Sunday, January 27, 2013

Phillips: English 540 Week Three Response


Connecting Key Critical Issues to Personal Research Interests

Image Source: http://mathbabe.files.wordpress.com/2012/03/hh-periodic-table-revised-12-10.jpg

For this response, I begin to analyze the ways in which two scholars, Carrie Louise Sheffield and Alastair Pennycook, approach hip-hop from their own situated knowledges. I consider how each interpellates me (or doesn’t) as a developing scholar interested in third-wave feminism and social justice for marginalized peoples.

In my last post, I juxtaposed Adam J. Banks’ work on hip-hop to Pennycook’s. Banks’ worked with a Syracuse, NY African American community to help that community understand their own musical history specific to hip-hop and their cultural and historical identities. To be clear, I have a cursory-only understanding of hip-hop, informed by Adam J. Banks and my interest in American blues and roots music. As my last post suggests, I believe Banks and Pennycook come at hip-hop from completely different points of view.

◆ ◆ ◆ ◆

▶ [Your task] Repeat the passage of the blog response that runs from "Sunday, January 27, 2013" up to and including "for marginalized peoples.", word for word.

▶ [Recorded data]
◆ ◆ ◆ ◆

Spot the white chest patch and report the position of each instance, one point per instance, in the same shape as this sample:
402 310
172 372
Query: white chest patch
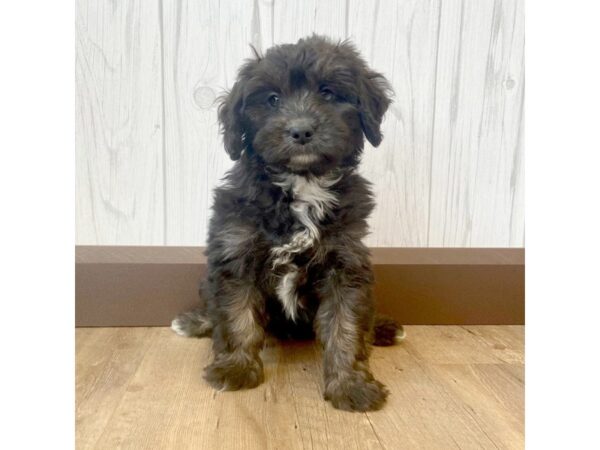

◆ ◆ ◆ ◆

▶ [The solution]
Sunday, January 27, 2013

Phillips: English 540 Week Three Response


Connecting Key Critical Issues to Personal Research Interests

Image Source: http://mathbabe.files.wordpress.com/2012/03/hh-periodic-table-revised-12-10.jpg

For this response, I begin to analyze the ways in which two scholars, Carrie Louise Sheffield and Alastair Pennycook, approach hip-hop from their own situated knowledges. I consider how each interpellates me (or doesn’t) as a developing scholar interested in third-wave feminism and social justice for marginalized peoples.